**Texto propuesto**
La descentralización de la sanidad pública española no se pensó, ni se realizó porque se hubiera llegado a la generalizada convicción de que una acción pública es tanto más eficaz cuanto mejor se conoce y se inserta en el ámbito local de la misma, como ocurrió en Inglaterra, algo que la justificaría por la búsqueda de la mayor racionalidad económica posible.
En la mayor parte de las CCAA ha sido importante el incremento de servicios y medios asistenciales, siendo especialmente perceptible el cambio en las regiones, zonas urbanas y comarcas rurales que, anteriormente, tenían más deficiente infraestructura sanitaria.
No obstante, tal y como se ha hecho, la descentralización causa muchos problemas sanitarios. Unos eran viejos y no se han resuelto o se han agravado y otros son nuevos.
La descentralización ha determinado, por ejemplo, y por citar algunos, redundancias y duplicaciones, y también ha dificultado el establecimiento de nuevos centros sanitarios de referencia supracomunitaria, cuya necesidad resulta evidente, dadas las diferencias de tamaño y de medios sanitarios que existen entre las CCAA españolas, varias de las cuales se sitúan por debajo del millón de habitantes, pese a lo cual ha resultado difícil resistir la opción de ofertar todo para todos y en todas partes.

**Con la información**
**A.** Según el texto sobre la descentralización sanitaria, ¿qué ha dificultado la descentralización, además de causar redundancias y duplicaciones?
**B.** Transcribe sin cambios el fragmento del texto sobre la descentralización sanitaria que empieza en "En la mayor" y termina en "otros son nuevos.".
Para resolver esto no hace falta recurrir al listado.

Datos de expresiones referenciales:
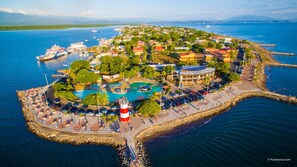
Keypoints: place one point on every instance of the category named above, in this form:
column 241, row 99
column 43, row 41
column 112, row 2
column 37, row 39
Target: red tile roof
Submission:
column 159, row 48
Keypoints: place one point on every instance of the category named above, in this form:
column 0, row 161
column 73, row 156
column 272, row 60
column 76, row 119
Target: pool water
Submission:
column 132, row 93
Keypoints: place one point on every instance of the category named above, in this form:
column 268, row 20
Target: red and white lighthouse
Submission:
column 124, row 111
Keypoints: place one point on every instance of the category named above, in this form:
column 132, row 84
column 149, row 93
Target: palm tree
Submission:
column 206, row 81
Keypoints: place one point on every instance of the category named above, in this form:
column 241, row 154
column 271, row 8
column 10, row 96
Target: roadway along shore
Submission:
column 139, row 135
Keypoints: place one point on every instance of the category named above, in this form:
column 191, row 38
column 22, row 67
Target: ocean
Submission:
column 246, row 135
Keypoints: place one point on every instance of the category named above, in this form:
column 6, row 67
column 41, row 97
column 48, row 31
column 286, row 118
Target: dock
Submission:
column 268, row 45
column 58, row 76
column 282, row 53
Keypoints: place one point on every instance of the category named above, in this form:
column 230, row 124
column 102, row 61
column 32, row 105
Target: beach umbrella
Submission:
column 81, row 111
column 74, row 109
column 104, row 110
column 57, row 101
column 75, row 104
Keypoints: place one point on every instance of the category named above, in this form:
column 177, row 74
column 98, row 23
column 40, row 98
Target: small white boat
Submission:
column 53, row 53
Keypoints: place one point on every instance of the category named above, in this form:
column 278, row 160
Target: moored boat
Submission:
column 53, row 53
column 77, row 47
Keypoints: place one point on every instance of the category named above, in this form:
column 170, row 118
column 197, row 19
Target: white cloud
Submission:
column 88, row 13
column 10, row 10
column 29, row 12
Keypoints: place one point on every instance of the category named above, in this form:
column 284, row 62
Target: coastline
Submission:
column 54, row 27
column 156, row 130
column 116, row 139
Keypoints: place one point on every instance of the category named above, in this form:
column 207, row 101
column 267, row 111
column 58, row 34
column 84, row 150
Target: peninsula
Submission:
column 49, row 27
column 146, row 81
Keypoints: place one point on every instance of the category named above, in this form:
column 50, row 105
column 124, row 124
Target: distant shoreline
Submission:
column 54, row 27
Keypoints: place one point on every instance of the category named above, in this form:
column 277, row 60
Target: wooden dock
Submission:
column 283, row 53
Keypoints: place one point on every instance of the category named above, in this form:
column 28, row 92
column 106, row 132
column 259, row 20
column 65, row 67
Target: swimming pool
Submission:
column 132, row 94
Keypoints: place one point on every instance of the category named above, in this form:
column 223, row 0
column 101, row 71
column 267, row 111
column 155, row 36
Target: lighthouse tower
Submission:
column 124, row 111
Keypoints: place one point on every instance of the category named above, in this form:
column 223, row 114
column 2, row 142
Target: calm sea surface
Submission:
column 248, row 134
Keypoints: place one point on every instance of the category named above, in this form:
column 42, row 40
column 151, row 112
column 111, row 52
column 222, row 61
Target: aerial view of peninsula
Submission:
column 148, row 83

**Resultados**
**A.** El establecimiento de nuevos centros sanitarios de referencia supracomunitaria.

**B.**
En la mayor parte de las CCAA ha sido importante el incremento de servicios y medios asistenciales, siendo especialmente perceptible el cambio en las regiones, zonas urbanas y comarcas rurales que, anteriormente, tenían más deficiente infraestructura sanitaria.
No obstante, tal y como se ha hecho, la descentralización causa muchos problemas sanitarios. Unos eran viejos y no se han resuelto o se han agravado y otros son nuevos.